◆ **Set task**
Put the lines from the start of the entries through the line containing "776, 886, 992, 913" into a JSON list of strings, one string per line. Leave out blank lines and pictures.

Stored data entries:
▽

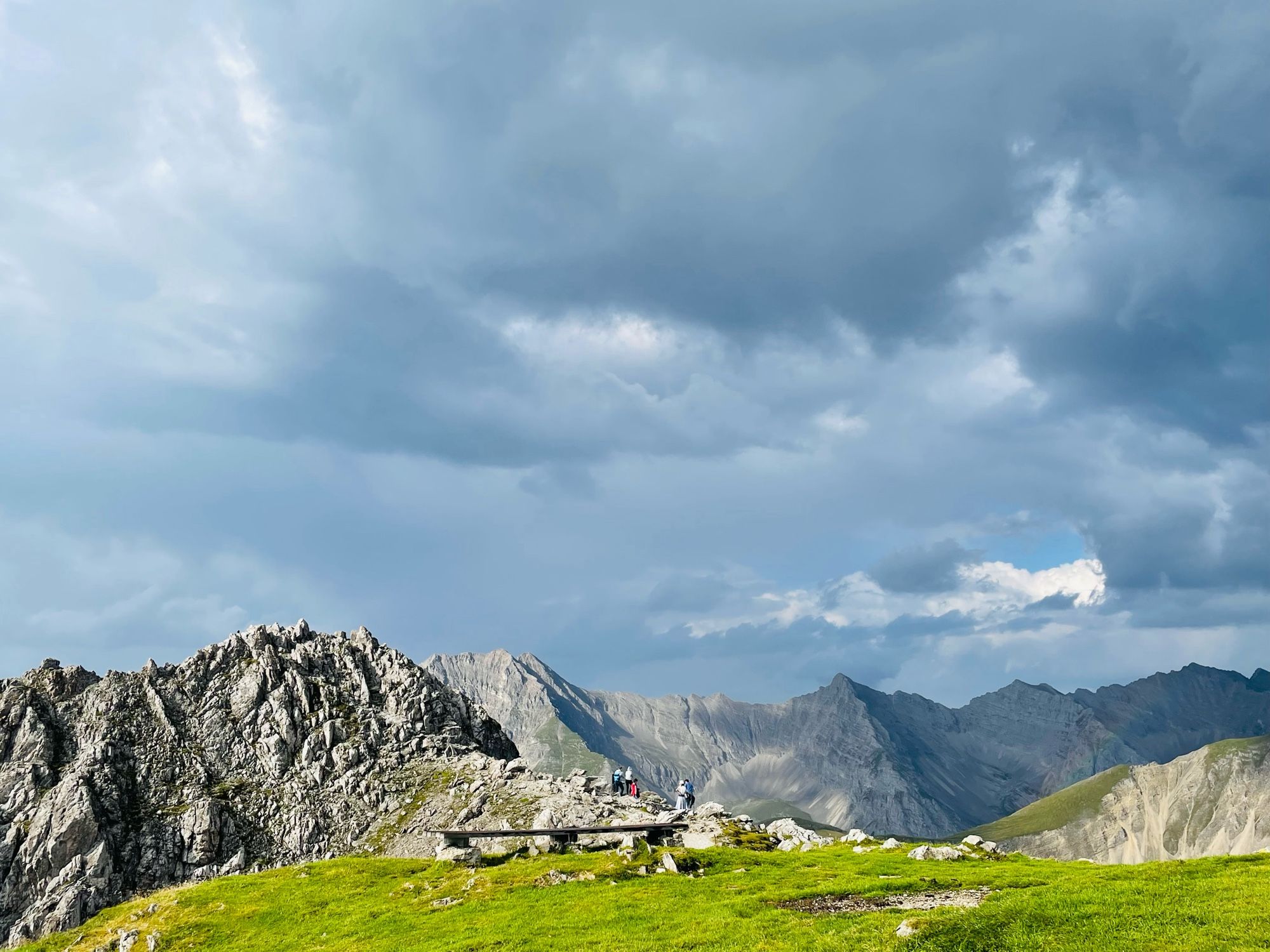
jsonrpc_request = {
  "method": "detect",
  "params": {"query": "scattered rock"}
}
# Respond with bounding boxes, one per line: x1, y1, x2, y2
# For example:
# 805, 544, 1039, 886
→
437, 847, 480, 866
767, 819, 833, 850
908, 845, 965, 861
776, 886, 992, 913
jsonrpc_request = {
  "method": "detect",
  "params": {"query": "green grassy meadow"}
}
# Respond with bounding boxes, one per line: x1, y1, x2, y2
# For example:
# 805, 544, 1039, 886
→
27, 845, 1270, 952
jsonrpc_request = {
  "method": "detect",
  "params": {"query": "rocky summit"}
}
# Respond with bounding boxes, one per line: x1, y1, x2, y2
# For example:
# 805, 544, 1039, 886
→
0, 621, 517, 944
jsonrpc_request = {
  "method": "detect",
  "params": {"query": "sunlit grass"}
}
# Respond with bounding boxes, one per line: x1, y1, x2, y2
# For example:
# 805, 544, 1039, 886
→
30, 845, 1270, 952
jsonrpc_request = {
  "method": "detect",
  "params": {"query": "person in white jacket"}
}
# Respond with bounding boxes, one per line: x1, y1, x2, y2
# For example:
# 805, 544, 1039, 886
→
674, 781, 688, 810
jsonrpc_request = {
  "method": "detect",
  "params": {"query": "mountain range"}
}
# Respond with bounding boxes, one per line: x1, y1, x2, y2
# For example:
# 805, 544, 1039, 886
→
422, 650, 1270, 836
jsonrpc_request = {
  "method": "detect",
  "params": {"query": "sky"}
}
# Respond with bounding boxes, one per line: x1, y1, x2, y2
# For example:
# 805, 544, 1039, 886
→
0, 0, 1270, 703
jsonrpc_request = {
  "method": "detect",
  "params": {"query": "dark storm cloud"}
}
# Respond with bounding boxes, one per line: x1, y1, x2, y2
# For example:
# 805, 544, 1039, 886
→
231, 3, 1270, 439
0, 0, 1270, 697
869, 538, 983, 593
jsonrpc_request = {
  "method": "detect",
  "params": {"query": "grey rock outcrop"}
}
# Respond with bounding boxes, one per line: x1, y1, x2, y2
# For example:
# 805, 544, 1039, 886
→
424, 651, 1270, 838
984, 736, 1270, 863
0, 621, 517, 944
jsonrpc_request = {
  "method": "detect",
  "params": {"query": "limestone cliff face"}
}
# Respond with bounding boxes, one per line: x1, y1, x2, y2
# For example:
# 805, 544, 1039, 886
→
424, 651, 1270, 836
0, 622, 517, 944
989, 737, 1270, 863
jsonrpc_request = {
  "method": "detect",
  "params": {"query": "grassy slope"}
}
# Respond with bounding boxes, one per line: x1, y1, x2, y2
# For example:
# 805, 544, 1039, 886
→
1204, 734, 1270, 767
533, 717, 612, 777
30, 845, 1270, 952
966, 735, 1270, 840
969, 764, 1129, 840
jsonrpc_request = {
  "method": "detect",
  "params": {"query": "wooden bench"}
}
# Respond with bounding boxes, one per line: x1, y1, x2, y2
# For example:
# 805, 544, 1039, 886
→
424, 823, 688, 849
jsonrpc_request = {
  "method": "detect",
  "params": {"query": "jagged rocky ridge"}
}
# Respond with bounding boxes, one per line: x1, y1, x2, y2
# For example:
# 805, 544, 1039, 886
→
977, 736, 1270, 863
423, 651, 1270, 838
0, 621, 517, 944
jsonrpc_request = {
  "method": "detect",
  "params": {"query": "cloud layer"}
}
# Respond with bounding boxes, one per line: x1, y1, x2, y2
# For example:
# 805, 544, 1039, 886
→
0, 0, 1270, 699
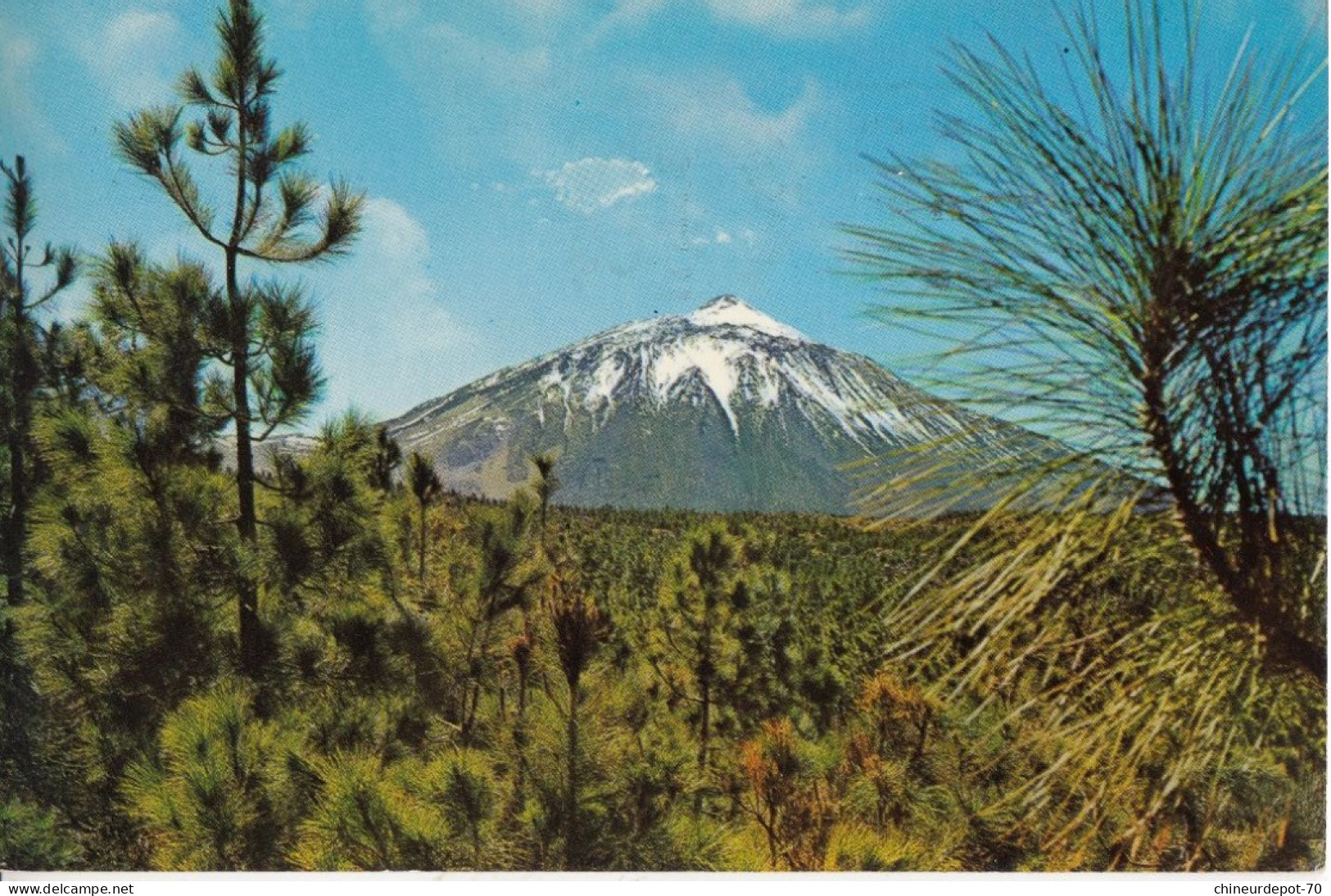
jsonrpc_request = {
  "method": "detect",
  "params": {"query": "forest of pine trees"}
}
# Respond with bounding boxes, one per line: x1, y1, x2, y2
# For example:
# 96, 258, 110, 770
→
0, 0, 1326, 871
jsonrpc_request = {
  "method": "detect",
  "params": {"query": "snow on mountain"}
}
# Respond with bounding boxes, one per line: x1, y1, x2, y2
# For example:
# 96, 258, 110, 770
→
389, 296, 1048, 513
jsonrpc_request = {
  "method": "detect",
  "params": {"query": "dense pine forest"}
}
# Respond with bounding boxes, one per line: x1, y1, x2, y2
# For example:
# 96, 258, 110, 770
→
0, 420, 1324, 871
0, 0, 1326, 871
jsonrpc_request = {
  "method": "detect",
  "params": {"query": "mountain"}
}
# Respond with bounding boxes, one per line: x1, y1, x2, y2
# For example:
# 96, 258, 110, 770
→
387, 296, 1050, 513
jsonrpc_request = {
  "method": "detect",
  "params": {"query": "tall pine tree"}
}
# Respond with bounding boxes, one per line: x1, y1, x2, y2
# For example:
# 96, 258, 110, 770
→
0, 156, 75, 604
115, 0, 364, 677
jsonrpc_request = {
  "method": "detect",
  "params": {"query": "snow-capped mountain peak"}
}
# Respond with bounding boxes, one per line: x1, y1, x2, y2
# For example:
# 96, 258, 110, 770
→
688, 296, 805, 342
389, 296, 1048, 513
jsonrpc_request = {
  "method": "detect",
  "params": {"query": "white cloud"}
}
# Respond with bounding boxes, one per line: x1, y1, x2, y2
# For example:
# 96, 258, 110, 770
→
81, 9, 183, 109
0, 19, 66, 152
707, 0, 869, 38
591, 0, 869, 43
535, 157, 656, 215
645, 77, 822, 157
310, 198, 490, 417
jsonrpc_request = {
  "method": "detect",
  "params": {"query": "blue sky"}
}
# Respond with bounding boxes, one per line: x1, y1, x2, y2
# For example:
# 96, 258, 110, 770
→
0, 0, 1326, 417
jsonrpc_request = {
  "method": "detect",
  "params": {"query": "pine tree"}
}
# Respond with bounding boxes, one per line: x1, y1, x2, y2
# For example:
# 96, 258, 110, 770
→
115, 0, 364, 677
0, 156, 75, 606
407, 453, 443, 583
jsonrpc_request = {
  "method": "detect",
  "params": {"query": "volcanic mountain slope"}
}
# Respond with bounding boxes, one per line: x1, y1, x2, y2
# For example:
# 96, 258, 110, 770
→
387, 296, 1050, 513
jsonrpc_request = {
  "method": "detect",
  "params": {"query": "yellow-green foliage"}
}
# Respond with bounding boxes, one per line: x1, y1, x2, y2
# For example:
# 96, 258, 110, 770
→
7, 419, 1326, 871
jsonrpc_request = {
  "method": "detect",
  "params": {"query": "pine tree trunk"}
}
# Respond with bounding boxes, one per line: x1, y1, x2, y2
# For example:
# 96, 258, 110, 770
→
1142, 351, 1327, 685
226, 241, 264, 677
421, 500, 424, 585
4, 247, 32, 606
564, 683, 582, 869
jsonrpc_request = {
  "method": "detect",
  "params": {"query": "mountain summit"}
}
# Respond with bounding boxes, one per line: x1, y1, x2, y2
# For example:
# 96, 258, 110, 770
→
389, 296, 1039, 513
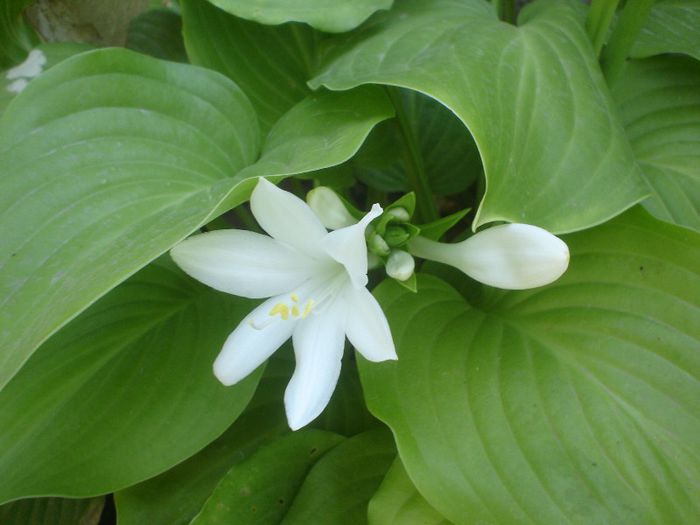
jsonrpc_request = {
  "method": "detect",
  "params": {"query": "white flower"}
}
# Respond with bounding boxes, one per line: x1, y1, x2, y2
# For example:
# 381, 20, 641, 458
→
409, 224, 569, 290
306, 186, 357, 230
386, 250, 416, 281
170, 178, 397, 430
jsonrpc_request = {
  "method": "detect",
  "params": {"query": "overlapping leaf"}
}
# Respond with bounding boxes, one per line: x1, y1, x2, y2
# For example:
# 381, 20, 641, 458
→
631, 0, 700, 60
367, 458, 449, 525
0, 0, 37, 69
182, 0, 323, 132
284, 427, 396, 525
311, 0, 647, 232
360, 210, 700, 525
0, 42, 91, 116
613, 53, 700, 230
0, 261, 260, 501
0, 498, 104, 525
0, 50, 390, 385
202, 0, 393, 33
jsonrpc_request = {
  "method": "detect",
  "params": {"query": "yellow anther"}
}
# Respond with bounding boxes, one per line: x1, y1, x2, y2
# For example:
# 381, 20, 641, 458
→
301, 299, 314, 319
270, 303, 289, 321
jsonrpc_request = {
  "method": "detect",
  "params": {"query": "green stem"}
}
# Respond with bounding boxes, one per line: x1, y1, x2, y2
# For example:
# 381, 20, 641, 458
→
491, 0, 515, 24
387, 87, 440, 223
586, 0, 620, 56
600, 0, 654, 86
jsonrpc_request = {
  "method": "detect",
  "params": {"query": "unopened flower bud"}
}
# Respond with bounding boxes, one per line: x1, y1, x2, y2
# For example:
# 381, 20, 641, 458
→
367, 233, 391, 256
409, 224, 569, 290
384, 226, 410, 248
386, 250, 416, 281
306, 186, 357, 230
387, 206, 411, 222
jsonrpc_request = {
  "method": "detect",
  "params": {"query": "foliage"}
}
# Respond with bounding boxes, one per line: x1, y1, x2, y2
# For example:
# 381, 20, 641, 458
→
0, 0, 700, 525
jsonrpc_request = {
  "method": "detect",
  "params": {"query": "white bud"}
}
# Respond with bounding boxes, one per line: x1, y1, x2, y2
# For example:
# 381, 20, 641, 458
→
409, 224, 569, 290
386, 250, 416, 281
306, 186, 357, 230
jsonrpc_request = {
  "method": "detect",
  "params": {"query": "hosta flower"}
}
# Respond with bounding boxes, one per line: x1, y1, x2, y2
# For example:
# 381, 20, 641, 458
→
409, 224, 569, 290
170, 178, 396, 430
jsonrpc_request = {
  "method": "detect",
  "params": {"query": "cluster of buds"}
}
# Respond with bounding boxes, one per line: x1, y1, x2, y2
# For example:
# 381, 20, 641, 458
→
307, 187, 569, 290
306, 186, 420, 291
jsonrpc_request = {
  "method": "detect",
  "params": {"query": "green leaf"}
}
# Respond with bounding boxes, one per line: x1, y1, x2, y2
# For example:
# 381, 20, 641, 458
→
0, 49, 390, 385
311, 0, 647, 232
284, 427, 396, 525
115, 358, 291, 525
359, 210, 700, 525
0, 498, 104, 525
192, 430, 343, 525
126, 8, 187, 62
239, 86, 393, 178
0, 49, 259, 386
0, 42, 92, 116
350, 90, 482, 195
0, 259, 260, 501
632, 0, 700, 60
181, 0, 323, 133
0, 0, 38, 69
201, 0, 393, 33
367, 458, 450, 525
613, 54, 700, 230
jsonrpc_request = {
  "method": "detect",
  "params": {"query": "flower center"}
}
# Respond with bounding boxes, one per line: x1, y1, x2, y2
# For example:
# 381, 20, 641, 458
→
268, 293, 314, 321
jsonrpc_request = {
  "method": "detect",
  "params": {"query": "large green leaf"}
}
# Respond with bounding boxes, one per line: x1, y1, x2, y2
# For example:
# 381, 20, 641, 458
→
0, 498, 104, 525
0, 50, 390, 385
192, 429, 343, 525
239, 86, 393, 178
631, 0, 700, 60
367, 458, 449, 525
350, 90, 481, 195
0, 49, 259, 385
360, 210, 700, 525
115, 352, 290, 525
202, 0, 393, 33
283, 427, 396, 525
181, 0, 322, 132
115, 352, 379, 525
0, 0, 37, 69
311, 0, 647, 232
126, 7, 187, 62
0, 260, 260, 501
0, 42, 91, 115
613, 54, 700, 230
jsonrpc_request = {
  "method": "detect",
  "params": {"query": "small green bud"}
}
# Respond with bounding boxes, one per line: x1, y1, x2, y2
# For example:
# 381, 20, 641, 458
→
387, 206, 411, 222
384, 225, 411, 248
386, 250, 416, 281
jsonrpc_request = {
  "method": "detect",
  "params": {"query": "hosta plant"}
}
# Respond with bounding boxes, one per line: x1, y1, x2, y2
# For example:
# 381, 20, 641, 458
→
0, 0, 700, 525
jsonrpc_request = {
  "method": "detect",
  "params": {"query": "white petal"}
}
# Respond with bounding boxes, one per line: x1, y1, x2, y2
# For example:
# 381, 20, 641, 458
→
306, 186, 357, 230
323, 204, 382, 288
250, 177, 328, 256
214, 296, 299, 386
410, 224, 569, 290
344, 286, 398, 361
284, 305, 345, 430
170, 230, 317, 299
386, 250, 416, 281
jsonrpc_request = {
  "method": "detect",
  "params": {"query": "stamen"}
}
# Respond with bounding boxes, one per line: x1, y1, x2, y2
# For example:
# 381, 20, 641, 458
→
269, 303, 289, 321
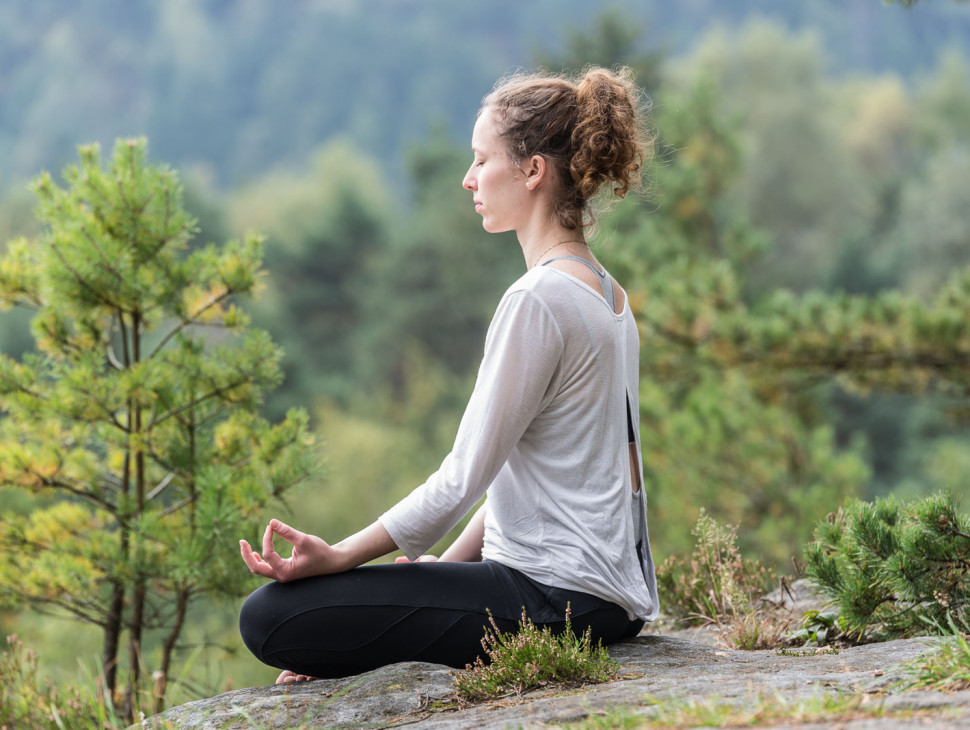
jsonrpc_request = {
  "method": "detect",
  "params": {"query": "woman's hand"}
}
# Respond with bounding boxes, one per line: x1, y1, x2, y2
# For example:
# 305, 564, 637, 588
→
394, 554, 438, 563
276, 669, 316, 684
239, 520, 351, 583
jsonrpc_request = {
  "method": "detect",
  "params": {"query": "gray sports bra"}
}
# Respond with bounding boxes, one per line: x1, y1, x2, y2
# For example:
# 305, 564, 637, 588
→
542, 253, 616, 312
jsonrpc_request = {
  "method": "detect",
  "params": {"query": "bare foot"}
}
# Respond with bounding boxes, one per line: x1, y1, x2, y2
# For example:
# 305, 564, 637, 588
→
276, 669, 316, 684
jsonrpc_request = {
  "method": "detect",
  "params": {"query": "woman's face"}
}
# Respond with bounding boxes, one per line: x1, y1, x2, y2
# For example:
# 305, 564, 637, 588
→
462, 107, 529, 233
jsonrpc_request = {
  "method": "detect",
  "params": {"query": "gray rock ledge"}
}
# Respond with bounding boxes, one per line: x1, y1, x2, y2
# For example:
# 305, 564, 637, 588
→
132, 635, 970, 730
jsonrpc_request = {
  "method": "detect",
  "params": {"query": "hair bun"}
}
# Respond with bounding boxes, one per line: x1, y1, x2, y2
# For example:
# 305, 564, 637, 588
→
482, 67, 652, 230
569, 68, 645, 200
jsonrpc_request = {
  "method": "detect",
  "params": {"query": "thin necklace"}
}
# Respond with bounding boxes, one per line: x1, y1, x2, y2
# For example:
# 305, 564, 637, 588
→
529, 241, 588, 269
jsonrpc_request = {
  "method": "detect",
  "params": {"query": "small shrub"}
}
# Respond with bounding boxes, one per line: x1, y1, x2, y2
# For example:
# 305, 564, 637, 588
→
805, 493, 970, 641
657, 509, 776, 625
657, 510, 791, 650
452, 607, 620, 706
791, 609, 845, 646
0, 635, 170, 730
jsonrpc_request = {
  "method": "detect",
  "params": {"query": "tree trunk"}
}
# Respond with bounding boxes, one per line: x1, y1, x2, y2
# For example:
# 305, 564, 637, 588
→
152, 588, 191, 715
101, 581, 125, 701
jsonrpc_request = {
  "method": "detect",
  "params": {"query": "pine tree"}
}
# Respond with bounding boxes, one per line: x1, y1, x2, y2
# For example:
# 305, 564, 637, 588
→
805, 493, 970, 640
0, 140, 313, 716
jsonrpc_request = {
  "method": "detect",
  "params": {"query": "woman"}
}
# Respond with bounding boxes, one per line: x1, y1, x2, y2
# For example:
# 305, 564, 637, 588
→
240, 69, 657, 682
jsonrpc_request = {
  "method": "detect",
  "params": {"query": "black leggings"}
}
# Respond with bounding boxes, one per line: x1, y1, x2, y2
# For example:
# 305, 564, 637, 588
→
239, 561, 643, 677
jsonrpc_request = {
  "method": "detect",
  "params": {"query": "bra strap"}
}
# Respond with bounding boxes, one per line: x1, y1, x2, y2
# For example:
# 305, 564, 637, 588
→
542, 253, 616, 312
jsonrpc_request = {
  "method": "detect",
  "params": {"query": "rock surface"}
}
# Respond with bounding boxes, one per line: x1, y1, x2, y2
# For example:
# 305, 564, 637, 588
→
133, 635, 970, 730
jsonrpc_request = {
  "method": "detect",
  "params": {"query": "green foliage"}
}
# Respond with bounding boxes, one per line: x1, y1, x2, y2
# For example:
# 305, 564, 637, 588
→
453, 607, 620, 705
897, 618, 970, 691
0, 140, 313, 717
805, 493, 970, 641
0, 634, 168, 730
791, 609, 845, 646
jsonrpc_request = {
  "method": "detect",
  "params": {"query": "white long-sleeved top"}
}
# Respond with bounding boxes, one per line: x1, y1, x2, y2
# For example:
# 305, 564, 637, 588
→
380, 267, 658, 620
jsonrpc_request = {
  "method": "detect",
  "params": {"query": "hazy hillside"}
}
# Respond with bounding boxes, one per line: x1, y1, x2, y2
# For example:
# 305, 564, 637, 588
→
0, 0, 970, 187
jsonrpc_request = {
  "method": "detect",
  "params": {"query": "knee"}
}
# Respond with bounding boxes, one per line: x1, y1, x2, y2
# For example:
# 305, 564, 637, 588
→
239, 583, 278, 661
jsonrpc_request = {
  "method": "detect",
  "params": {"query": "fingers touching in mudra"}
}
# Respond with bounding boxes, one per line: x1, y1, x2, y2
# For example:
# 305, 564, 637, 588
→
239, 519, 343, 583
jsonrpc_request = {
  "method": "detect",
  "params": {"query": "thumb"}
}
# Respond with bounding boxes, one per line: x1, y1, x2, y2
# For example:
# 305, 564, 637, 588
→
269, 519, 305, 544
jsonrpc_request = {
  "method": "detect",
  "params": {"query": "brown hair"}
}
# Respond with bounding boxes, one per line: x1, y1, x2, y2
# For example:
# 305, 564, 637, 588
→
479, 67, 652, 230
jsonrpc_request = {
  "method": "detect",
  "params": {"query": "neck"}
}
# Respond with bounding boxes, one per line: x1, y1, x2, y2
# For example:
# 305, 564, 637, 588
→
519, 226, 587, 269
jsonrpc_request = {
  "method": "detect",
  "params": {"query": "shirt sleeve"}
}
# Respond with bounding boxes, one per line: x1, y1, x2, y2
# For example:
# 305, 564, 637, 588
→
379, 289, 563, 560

△

◆ **Answer**
[
  "jsonrpc_request = {",
  "  \"method\": \"detect\",",
  "  \"params\": {\"query\": \"scattered rock\"}",
  "}",
  "# Respond with bounding boxes, one per line: x1, y1, x2, y2",
  "# For example:",
  "# 805, 544, 1039, 886",
  "→",
  "437, 847, 480, 866",
  "767, 819, 833, 850",
  "908, 845, 965, 861",
  "776, 886, 992, 913"
]